R. W. Petzoldt, R. Gallix, D. T. Goodin, E. I. Valmianski, ARIES Team, W. S. Rickman
Fusion Science and Technology | Volume 49 | Number 1 | January 2006 | Pages 56-61
Technical Paper | doi.org/10.13182/FST06-A1085
Articles are hosted by Taylor and Francis Online.
The hohlraum surrounds the fuel capsule in a heavy ion fusion (HIF) target. The hohlraum absorbs ion beam driver energy and emits this energy uniformly around the capsule in the form of X-rays. High-atomic-number materials are necessary in the walls of the hohlraum to contain the X-ray energy around the capsule during the implosion process. These high-atomic-number hohlraum materials affect many aspects of an HIF power plant operation. A systematic review of available information for all high-atomic-number elements was conducted to select candidate hohlraum materials. The effects of materials on target fabrication, energy cost, target gain, radioactivity, chemical toxicity, and potential for recycle were considered. Lead and tungsten are the lowest-cost acceptable materials in the primary coolant. The combination of lead and tungsten provide better target gain than either material alone. Seeding the primary coolant with submicron-sized tungsten particles can minimize tungsten growth in small openings in power plant components such as vacuum tritium disengagers. Concerns remain for possible tungsten particle agglomeration, settling, or erosion caused by tungsten particles. Tungsten could be replaced by several lanthanide elements if tungsten proves unacceptable.

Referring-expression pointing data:
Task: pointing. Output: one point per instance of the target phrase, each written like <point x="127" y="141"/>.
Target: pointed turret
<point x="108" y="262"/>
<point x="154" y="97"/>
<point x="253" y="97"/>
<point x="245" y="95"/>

Work instruction 1: In the hohlraum abstract, which materials are named as the lowest-cost acceptable materials in the primary coolant?
Work instruction 2: List every effect of materials that the hohlraum abstract says was considered in selecting candidate hohlraum materials.

Response 1: Lead and tungsten.

Response 2:
- Target fabrication
- Energy cost
- Target gain
- Radioactivity
- Chemical toxicity
- Potential for recycle